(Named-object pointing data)
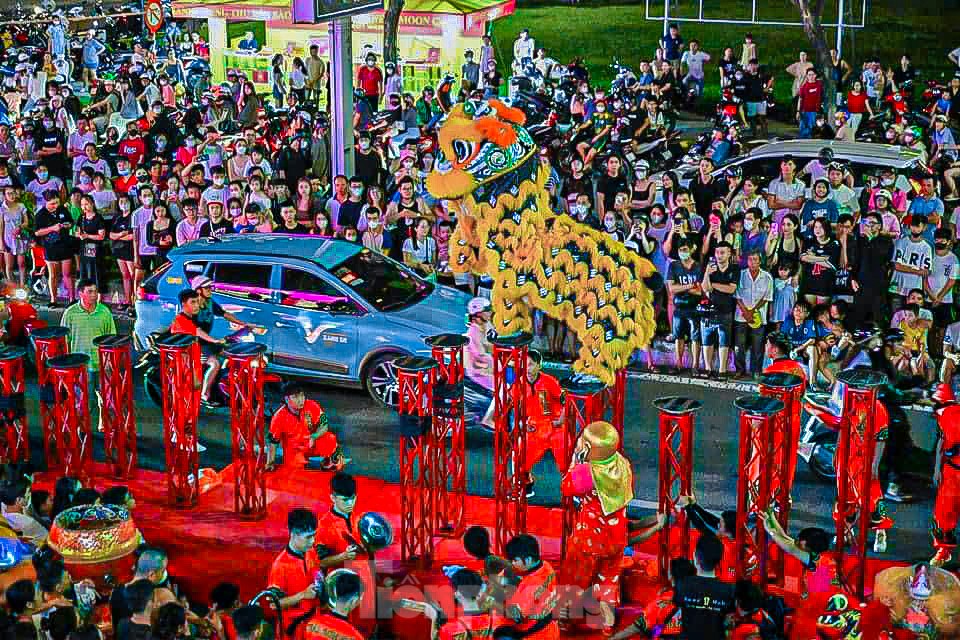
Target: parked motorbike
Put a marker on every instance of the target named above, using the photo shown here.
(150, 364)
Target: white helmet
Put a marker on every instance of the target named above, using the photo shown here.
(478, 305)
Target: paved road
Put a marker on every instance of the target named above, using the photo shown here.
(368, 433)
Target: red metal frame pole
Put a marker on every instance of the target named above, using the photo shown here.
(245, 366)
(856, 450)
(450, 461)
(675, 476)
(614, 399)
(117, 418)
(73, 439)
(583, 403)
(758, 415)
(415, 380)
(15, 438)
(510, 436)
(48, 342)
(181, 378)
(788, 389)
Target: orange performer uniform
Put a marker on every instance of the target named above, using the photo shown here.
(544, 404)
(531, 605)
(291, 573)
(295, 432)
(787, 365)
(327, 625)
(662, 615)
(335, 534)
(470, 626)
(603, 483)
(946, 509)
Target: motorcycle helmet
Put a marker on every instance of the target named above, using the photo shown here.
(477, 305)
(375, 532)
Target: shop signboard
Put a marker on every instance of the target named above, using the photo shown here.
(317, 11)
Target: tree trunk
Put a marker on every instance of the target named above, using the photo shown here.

WORK TO BE COMPLETED:
Rewrite all of the data above, requests included, with every coordinate in the answers scaled by 0.7 and rounded to the nearest whole number, halves rounded up. Leave the pictures out of your version.

COMPLETE RESPONSE:
Target: parked motorbike
Put a marker on every instance of the target named above, using the photo shown here.
(105, 255)
Target: white helmet
Put a marker on every instance of the target named above, using the photo shown here.
(335, 214)
Target: paved road
Put a marker on every instance of the target named above, using the photo shown here.
(258, 303)
Target: red metal frame pole
Put a marker on every instance of the target named above, using the photo shown here.
(172, 256)
(599, 315)
(315, 323)
(473, 333)
(430, 279)
(82, 293)
(51, 307)
(408, 282)
(531, 291)
(291, 266)
(11, 307)
(357, 305)
(34, 239)
(127, 265)
(552, 272)
Target: orange performer uniform
Put a marker on every instance of the target named above, using the photo shown here.
(381, 283)
(372, 424)
(204, 401)
(207, 302)
(551, 256)
(229, 438)
(463, 431)
(235, 374)
(329, 438)
(422, 338)
(662, 356)
Target: motorcycle helmet
Put a marker on every instance of the target named above, using the photo shown here.
(334, 214)
(263, 372)
Target: shop signboard
Put a marker on every instance of the target named above, using the photo shown here.
(222, 8)
Target: tree trunk
Put a marker on every instance of the target named above, using the photo shown here.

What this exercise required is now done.